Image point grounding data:

========================

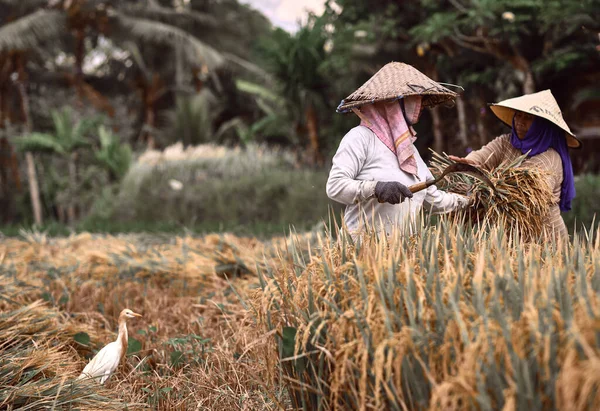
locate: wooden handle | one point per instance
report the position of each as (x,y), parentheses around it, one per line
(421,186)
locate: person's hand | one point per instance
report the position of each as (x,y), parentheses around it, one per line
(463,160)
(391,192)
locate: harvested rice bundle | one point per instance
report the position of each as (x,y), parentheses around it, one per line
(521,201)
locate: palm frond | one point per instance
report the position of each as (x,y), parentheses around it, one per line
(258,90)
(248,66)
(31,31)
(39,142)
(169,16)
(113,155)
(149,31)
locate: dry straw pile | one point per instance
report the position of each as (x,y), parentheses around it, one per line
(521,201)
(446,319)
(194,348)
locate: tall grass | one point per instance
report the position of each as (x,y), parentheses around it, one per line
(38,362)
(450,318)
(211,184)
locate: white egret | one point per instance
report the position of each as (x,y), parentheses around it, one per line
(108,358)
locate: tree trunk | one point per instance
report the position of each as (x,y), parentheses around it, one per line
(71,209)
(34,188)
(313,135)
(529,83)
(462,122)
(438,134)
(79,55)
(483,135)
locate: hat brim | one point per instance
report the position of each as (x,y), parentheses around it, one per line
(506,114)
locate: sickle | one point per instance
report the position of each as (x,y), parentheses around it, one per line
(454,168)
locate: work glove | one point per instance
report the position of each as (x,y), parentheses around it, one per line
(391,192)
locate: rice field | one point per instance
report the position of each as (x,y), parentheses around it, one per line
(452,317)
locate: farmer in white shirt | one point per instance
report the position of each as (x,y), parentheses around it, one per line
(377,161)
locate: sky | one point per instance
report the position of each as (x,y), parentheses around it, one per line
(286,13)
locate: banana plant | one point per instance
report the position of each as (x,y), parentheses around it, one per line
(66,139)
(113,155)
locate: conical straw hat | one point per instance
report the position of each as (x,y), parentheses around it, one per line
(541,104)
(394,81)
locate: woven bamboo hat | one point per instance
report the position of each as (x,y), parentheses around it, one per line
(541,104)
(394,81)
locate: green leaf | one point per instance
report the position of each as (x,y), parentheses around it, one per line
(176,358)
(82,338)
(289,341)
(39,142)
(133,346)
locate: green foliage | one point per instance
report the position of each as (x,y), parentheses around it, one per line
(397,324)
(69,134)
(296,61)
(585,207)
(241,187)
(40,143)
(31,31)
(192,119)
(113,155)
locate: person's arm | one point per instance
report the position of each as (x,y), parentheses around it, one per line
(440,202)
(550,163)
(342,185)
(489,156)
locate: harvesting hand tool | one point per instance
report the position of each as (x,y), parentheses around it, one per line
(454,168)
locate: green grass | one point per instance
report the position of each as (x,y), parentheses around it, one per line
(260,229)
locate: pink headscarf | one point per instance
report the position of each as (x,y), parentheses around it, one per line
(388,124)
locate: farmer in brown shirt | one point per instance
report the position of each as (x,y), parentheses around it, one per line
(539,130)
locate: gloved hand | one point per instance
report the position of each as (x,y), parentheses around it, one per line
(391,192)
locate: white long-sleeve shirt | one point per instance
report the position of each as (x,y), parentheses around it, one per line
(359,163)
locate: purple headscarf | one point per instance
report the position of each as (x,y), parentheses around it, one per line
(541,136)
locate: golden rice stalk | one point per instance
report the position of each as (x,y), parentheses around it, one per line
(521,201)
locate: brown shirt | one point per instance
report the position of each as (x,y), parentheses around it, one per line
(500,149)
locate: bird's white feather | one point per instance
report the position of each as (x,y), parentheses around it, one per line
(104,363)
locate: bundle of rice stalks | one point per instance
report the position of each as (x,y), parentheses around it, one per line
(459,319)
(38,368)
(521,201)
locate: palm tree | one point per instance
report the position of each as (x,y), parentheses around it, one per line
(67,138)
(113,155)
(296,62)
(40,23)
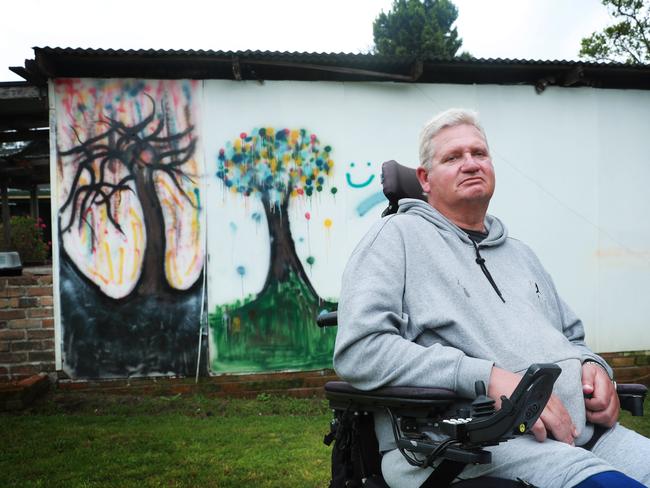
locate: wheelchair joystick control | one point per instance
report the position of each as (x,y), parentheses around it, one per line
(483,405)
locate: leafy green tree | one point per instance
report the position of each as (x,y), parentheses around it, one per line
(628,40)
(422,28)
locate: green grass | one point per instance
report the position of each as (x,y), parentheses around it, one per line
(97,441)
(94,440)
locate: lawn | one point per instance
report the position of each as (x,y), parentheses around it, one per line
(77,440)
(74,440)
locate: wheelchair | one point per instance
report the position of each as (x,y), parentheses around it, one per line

========================

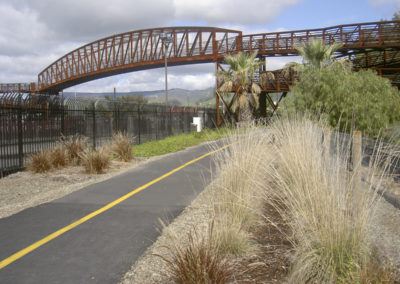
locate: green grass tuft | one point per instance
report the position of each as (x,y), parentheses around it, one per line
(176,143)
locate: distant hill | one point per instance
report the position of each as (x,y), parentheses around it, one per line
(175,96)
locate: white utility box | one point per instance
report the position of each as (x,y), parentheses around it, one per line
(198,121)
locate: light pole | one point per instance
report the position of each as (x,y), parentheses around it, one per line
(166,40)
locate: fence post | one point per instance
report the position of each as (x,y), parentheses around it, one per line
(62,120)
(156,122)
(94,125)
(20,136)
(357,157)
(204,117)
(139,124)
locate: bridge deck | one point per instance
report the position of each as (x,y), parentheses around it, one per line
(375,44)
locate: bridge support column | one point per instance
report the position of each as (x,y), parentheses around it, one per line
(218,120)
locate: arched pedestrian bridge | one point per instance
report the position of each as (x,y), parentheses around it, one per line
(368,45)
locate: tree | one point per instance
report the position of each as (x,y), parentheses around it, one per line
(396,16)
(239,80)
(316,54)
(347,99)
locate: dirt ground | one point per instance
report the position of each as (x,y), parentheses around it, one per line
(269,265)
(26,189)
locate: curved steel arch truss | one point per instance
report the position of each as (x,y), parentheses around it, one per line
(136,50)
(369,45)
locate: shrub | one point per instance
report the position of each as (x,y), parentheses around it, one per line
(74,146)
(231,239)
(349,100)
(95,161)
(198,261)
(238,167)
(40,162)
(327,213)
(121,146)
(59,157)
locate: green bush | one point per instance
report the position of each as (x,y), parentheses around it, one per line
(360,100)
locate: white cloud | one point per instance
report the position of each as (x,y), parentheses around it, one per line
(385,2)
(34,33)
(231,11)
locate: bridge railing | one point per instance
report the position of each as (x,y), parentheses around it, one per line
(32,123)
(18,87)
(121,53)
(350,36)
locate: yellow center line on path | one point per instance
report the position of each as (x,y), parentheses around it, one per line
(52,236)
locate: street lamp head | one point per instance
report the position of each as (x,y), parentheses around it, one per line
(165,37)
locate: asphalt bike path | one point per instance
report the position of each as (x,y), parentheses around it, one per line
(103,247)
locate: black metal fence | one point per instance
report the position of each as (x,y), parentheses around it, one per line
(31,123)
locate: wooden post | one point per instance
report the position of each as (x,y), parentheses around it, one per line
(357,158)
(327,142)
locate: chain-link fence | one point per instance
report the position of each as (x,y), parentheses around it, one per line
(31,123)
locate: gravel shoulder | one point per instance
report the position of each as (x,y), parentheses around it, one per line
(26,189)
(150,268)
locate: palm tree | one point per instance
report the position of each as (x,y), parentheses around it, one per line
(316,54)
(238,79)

========================

What the exercise asks:
Once the line with "locate: wooden handle" is found in the records above, print exactly that line and every line after it through the line with "locate: person's hand".

Solved problem:
locate: wooden handle | one point per instance
report the position of each as (x,y), parentheses around it, one per line
(421,186)
locate: person's hand | one point per instance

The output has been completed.